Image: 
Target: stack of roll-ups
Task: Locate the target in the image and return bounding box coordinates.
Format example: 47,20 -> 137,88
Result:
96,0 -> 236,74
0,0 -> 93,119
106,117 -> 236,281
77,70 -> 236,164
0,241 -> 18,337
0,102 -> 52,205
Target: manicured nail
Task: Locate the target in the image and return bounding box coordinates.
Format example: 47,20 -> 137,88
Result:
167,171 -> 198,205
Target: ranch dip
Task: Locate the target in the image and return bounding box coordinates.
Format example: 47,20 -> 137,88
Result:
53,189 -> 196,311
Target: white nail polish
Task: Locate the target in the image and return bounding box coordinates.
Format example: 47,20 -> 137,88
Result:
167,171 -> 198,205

++++++++

** DIRECTION **
Rewrite every line of the items above in full, offsetting each bounding box coordinate in the results by 72. Keep the format samples and all other lines unchanged.

** RESULT FOR THIS TASK **
Image: 
Target: stack of roll-ups
Task: Locate the target in the image and return bounding box coordinates.
Format example: 47,20 -> 137,88
Result:
168,72 -> 308,146
72,72 -> 165,191
178,189 -> 308,353
149,142 -> 308,236
72,313 -> 90,409
72,174 -> 124,277
Target: manicured nail
Task: Locate the target in the image and return bounding box coordinates.
Format example: 47,20 -> 137,88
Result:
239,243 -> 270,277
Target: ranch dip
Task: Locate the target in the image and return bounding box coordinates.
Format example: 47,20 -> 137,88
Result:
125,261 -> 268,383
Target: white nail polish
Task: Locate the target in the image and return bounding box coordinates.
Format example: 47,20 -> 137,88
Result:
239,243 -> 270,277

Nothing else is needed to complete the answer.